SUPPLIED TEXT |
· · · · · · ·
FIG. 12A is a graphical comparison of the adaptive calibration errors for the Softmax function and CIPCE according to the present invention at about 85% accuracy.

FIG. 12B is a graphical comparison of the adaptive calibration errors for the Softmax function and CIPCE according to the present invention at about 95% accuracy.

FIG. 12C is a graphical comparison of the adaptive calibration error at about 95% confidence intervals for the Softmax function and CIPCE according to the present invention.

FIG. 13A1 is a graphical representation of the adaptive calibration error for BACON and weighted BACON according to the present invention at about 85% accuracy.

FIG. 13A2 is a graphical representation of the expected calibration error variances for BACON and weighted BACON according to the present invention at about 85% accuracy.

FIG. 13B1 is a graphical representation of the adaptive calibration error for BACON and weighted BACON according to the present invention at about 95% accuracy.

FIG. 13B2 is a graphical representation of the expected calibration error variances for BACON and weighted BACON according to the present invention at about 95% accuracy.
· · · · · · ·
REQUESTS |
1 > Answer these questions about the figure descriptions:
(a) At about what accuracy does FIG. 12A compare adaptive calibration errors?
(b) Which two methods does FIG. 13A1 show?
(c) What does FIG. 13B2 represent?
2 > Extract the passage of the figure descriptions between "FIG. 12A is" and "CIPCE according to the present invention at about 95% accuracy.", inclusive.
The lines after these figure descriptions are separate material.

(Examples of point labeling)
· · · · · · ·
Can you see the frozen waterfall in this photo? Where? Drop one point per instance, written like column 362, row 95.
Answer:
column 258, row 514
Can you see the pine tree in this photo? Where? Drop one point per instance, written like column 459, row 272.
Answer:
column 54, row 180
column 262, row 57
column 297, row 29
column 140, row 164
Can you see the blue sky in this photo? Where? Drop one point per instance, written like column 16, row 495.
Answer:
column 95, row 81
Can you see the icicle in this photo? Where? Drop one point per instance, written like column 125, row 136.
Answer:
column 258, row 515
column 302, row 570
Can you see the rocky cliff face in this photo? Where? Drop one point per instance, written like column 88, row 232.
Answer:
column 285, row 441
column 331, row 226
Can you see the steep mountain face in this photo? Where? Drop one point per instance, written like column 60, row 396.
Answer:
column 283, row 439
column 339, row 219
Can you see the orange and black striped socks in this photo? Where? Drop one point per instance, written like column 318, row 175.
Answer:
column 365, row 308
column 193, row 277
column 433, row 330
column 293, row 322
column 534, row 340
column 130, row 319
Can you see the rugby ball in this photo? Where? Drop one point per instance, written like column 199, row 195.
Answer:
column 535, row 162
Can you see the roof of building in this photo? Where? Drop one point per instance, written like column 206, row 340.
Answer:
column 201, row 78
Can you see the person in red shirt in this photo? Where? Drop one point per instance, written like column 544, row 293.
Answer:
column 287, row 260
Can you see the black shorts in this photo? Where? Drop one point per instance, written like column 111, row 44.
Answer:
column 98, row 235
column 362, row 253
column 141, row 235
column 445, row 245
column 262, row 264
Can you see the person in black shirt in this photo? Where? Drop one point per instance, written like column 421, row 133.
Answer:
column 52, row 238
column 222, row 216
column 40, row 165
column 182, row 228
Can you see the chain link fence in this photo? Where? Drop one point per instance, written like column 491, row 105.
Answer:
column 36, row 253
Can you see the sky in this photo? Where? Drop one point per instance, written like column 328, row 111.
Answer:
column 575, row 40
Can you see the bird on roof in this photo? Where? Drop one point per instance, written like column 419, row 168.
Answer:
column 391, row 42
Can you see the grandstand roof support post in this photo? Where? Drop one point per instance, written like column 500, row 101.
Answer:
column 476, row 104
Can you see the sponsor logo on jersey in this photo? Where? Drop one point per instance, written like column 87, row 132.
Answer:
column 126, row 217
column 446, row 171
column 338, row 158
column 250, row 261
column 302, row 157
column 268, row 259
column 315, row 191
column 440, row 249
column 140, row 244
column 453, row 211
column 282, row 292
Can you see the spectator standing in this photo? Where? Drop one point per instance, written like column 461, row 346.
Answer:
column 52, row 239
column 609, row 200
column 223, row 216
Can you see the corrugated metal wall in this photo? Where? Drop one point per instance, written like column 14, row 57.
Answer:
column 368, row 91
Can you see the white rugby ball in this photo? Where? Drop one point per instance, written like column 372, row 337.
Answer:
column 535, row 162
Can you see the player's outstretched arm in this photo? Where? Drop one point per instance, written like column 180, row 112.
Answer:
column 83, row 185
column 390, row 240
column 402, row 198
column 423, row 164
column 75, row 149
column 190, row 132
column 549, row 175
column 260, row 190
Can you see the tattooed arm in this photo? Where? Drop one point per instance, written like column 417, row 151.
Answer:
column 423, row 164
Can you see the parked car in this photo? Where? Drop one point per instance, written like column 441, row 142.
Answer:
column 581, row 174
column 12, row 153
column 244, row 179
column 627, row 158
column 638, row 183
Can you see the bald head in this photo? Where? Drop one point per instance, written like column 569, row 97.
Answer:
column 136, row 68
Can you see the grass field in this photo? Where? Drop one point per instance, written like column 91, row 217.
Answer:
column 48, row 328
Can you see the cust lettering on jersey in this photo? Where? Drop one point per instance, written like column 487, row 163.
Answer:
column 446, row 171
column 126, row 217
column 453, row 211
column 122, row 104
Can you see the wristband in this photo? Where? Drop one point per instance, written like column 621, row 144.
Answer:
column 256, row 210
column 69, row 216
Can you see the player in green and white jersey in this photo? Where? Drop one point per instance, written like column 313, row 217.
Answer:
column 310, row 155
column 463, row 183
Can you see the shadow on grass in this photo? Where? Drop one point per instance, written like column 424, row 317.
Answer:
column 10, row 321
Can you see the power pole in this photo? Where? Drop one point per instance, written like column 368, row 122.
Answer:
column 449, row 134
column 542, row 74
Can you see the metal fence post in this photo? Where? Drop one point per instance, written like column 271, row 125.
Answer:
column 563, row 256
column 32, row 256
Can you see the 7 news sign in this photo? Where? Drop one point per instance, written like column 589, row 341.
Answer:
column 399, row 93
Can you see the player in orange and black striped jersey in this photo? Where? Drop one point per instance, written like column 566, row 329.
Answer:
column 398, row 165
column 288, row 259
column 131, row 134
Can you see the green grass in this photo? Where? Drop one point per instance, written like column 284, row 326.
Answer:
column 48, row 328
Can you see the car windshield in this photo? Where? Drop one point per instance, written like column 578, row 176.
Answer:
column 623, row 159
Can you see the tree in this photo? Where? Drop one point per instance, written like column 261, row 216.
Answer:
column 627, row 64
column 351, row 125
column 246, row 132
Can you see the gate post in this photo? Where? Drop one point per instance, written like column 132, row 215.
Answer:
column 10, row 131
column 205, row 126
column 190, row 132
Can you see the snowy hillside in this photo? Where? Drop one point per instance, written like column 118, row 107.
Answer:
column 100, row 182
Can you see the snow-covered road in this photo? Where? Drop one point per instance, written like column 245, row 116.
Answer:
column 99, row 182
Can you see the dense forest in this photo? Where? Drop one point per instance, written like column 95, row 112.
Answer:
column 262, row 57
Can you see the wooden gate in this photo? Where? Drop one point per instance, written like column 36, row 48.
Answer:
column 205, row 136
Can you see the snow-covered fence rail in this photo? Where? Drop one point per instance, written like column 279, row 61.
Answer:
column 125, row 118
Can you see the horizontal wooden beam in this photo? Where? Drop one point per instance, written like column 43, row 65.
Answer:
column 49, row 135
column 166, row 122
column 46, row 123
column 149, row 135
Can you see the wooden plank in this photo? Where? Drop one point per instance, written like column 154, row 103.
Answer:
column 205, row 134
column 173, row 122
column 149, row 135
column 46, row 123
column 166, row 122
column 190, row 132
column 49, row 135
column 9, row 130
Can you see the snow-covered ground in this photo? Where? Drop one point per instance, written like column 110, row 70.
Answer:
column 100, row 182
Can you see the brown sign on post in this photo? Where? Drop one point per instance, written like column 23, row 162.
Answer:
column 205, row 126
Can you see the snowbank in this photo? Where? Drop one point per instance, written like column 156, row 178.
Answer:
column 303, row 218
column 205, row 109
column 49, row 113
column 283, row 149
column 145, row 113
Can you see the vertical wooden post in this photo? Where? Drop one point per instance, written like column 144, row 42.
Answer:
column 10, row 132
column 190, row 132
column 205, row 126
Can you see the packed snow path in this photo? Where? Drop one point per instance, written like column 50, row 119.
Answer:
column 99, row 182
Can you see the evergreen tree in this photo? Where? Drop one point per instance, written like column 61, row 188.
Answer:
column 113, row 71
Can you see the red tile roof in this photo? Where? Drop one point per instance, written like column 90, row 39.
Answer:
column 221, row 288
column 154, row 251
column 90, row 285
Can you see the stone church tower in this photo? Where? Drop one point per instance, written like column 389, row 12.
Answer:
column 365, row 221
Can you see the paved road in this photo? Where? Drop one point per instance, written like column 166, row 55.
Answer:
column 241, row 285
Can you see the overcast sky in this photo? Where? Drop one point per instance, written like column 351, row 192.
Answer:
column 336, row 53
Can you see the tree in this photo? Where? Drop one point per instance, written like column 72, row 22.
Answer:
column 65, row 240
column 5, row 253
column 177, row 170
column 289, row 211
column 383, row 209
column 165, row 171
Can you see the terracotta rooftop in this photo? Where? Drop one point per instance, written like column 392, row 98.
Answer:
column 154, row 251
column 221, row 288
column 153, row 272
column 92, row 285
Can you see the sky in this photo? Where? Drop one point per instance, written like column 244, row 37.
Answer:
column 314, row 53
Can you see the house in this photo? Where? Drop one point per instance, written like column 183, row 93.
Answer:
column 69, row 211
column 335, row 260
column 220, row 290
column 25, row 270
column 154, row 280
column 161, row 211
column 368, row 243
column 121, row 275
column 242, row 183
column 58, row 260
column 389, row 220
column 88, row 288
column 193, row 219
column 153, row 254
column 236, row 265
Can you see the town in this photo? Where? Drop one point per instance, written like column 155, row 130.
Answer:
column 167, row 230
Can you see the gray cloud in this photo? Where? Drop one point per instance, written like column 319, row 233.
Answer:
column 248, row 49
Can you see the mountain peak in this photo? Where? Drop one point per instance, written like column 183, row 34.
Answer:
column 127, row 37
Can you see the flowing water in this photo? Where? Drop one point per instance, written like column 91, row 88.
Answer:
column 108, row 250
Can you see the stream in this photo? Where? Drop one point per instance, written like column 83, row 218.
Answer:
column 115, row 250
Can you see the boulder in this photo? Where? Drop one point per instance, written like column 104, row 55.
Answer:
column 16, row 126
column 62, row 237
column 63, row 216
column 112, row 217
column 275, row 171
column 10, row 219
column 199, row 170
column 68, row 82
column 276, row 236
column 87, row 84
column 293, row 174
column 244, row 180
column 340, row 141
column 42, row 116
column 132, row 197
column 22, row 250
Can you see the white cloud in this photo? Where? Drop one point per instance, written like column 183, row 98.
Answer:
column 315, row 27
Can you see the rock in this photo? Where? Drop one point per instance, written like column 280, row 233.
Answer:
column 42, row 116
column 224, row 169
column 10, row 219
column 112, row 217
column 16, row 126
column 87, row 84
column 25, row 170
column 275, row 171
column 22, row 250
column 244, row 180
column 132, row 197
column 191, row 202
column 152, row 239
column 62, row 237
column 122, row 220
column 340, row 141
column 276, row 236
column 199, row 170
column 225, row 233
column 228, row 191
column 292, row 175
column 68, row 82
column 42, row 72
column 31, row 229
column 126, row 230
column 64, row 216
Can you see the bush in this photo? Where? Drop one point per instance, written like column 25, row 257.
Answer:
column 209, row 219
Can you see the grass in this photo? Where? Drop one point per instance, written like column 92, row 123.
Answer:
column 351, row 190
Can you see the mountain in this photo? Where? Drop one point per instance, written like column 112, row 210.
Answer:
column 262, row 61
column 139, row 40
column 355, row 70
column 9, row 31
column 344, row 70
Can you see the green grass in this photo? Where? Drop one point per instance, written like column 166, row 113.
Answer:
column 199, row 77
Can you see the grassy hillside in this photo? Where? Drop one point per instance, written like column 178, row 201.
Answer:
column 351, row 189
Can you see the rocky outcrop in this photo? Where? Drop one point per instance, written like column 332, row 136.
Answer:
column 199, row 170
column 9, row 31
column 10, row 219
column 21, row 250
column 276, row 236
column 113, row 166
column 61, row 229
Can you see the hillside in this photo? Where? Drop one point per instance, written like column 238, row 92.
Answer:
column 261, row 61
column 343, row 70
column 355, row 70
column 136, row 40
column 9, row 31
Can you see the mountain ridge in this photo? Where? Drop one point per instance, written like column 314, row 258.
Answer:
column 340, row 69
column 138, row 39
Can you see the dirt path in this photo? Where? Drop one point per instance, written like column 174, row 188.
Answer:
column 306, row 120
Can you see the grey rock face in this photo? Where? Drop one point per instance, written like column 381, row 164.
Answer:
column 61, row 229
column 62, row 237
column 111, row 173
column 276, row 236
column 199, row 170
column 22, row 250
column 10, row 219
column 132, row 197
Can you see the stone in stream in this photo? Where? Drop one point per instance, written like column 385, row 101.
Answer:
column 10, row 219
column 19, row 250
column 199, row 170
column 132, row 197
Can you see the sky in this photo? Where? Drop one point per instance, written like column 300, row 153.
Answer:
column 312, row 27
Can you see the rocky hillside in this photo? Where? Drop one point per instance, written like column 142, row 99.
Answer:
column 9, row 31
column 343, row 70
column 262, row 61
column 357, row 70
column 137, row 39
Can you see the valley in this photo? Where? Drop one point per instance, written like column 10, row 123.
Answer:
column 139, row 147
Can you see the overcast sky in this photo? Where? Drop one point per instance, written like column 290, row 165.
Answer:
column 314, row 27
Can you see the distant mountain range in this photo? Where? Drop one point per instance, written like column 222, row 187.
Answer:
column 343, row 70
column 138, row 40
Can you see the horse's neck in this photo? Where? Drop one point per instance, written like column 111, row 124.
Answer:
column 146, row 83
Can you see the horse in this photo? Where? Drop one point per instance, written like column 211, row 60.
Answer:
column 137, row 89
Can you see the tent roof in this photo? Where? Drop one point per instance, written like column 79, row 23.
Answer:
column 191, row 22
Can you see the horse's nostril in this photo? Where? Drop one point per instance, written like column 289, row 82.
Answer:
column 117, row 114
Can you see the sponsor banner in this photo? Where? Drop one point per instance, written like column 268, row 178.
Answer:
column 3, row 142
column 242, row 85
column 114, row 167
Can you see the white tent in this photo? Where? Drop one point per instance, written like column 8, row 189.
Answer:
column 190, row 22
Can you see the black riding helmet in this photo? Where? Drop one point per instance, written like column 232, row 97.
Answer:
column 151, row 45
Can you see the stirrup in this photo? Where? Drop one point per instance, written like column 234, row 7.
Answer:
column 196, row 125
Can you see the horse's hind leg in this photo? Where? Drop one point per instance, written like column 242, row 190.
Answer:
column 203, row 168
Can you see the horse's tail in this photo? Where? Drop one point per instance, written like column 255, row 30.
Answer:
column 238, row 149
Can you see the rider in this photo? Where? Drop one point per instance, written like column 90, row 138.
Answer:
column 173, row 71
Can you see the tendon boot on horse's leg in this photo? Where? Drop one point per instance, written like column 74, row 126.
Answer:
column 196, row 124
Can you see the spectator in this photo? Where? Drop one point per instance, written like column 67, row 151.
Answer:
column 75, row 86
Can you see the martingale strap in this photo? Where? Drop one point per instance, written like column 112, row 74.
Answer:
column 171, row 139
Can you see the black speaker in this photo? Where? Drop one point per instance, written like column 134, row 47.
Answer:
· · · · · · ·
RESPONSES IN ORDER |
1 >
(a) About 85% accuracy.
(b) BACON and weighted BACON.
(c) The expected calibration error variances for BACON and weighted BACON at about 95% accuracy.

2 >
FIG. 12A is a graphical comparison of the adaptive calibration errors for the Softmax function and CIPCE according to the present invention at about 85% accuracy.

FIG. 12B is a graphical comparison of the adaptive calibration errors for the Softmax function and CIPCE according to the present invention at about 95% accuracy.